- **Material for this task**:

......

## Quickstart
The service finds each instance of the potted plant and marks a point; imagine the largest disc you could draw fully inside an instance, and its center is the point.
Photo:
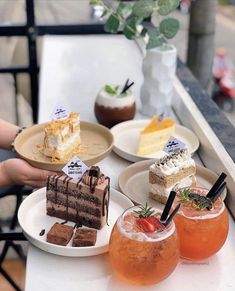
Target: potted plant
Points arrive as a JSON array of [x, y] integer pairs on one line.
[[159, 63]]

......

- **How to complete this task**: Scanning the data above, copy out every line where "potted" is found.

- **Exercise output**:
The service finds each instance of the potted plant and marks a point; imagine the largest disc you could draw fully inside an instance, and its center is the point.
Target: potted plant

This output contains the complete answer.